[START OF Input]
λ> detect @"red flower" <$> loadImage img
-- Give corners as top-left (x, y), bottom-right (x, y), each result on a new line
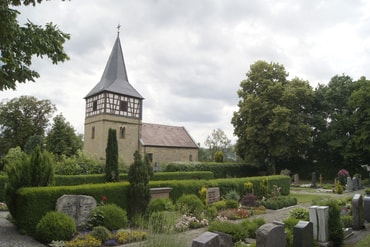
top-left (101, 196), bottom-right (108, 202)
[END OF Input]
[START OF Input]
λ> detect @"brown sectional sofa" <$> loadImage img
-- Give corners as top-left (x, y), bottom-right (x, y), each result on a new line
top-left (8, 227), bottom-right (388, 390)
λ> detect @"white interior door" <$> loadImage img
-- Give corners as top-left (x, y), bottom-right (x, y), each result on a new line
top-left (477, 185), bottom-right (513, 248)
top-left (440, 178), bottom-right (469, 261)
[END OF Input]
▶ What is required
Please pull out every line of the records that contains the string "bottom", matching case exactly.

▶ Response to the task
-- Give corners as top-left (x, y), bottom-right (x, y), each result on a new line
top-left (101, 196), bottom-right (108, 202)
-- Give corners as top-left (x, y), bottom-right (x, y), each result on a new line
top-left (8, 227), bottom-right (388, 390)
-- Give corners as top-left (x, y), bottom-right (x, y), each result on a new line
top-left (477, 185), bottom-right (513, 248)
top-left (440, 178), bottom-right (469, 261)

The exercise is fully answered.